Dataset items
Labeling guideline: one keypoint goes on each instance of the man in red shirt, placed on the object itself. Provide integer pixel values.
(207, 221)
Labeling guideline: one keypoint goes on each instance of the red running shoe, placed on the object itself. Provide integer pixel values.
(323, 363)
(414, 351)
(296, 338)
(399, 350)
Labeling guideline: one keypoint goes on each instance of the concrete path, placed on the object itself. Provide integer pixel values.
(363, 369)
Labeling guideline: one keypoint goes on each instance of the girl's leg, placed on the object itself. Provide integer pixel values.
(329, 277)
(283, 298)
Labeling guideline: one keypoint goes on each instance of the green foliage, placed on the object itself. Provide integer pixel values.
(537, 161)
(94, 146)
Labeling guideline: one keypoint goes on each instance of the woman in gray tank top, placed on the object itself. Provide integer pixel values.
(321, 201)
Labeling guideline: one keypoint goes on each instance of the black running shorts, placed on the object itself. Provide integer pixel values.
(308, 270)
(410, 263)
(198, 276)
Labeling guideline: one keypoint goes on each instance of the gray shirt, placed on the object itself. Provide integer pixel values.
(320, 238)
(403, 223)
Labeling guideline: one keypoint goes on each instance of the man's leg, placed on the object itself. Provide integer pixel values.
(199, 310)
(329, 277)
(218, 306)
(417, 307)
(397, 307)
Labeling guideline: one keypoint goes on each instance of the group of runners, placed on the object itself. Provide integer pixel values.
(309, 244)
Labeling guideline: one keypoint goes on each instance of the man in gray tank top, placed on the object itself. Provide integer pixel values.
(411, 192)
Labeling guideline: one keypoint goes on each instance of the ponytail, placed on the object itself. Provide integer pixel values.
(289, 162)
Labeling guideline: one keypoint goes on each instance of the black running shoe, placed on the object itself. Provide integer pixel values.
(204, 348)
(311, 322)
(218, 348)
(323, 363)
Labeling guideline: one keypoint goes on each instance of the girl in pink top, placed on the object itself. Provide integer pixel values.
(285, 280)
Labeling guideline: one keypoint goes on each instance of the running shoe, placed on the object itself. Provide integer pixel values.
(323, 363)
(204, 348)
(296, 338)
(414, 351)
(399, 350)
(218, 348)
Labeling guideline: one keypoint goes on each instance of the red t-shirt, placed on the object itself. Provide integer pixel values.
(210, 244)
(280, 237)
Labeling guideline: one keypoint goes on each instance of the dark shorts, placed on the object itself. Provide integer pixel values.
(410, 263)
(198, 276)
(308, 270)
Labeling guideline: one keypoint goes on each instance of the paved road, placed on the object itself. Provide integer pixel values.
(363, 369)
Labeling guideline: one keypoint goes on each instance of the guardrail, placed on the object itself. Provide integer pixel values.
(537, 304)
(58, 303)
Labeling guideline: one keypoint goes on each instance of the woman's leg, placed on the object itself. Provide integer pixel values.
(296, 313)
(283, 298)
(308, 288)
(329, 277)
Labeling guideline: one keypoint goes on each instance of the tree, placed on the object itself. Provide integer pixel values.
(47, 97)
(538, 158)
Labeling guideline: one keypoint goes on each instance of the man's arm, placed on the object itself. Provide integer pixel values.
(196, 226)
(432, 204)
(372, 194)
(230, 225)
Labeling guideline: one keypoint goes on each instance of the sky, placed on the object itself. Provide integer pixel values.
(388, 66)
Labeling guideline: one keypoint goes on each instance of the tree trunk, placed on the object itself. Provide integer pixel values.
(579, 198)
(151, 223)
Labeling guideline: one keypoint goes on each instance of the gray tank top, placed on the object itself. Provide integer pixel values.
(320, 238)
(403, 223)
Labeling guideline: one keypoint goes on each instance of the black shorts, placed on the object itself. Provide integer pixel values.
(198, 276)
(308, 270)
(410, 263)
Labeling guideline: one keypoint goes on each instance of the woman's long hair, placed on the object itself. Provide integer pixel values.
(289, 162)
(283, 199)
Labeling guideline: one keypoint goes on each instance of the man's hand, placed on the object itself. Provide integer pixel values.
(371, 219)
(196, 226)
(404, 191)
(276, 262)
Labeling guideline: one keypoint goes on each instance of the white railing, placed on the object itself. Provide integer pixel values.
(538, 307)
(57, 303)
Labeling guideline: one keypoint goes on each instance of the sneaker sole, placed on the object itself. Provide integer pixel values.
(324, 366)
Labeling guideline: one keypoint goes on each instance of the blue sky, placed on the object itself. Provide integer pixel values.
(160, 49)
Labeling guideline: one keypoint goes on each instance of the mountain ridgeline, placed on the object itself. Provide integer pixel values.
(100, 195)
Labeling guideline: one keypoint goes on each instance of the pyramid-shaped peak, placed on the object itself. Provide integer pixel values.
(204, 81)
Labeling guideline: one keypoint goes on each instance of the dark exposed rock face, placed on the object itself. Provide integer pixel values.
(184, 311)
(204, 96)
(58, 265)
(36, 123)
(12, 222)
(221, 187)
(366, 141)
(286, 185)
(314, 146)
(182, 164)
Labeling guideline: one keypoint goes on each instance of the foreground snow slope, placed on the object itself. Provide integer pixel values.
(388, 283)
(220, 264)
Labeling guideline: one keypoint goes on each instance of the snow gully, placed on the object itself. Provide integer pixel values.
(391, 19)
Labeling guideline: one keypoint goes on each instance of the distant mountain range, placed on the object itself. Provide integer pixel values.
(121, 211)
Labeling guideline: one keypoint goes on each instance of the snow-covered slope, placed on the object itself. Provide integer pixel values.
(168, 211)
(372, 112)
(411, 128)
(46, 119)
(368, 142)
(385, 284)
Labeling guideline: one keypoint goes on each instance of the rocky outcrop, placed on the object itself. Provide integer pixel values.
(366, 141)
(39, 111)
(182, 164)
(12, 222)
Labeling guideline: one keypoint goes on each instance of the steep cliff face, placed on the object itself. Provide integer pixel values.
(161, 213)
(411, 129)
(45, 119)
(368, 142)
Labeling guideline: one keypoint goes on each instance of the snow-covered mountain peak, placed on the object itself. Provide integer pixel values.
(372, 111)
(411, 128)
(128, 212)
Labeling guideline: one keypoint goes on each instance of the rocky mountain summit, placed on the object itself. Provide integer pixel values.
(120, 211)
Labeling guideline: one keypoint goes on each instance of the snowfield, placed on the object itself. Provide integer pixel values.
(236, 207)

→ **Exercise**:
In the listing above, find the line with "of the foreground" and set down that line and all after it exactly, through the final line.

→ **Reply to the exercise**:
Labeling guideline: one keypoint goes on each instance of the foreground snow slope, placed on the object itself. Provide integer pixel values.
(388, 283)
(220, 264)
Labeling guideline: one keypoint goes on each instance of the snow gully, placed on the object itself. Provide integer pixel values.
(391, 19)
Labeling guideline: one keypoint goes on each instance of the distant mountain range, placed on the object itself. Provide integer pixel values.
(121, 211)
Labeling guideline: one keypoint goes on each instance of the snow-covered slope, placed on the object itself. Provide integer pixel values.
(168, 211)
(372, 112)
(411, 128)
(46, 119)
(368, 142)
(385, 284)
Labeling guideline: one keypoint goes on each instance of the rocky outcrop, placed on the object itself. Provide integer pixel values.
(366, 141)
(39, 111)
(182, 164)
(12, 222)
Labeling guideline: one keypoint goes on each instance of the steep cliff face, placed on the object itself. Provide integer pixel values.
(161, 213)
(411, 129)
(45, 119)
(368, 142)
Labeling guideline: one keypoint goes on each instance of the snow-covered mountain peak, placed on the object itself. Provide integer pixel values.
(372, 111)
(411, 128)
(128, 212)
Labeling guideline: one keypoint goes on each instance of the rocky mountain summit, placed on the object itself. Provide integer pixel values.
(120, 211)
Labeling guideline: one keypoint goes on each instance of the snowfield, placed on the object itself. Provide integer pixel values.
(236, 207)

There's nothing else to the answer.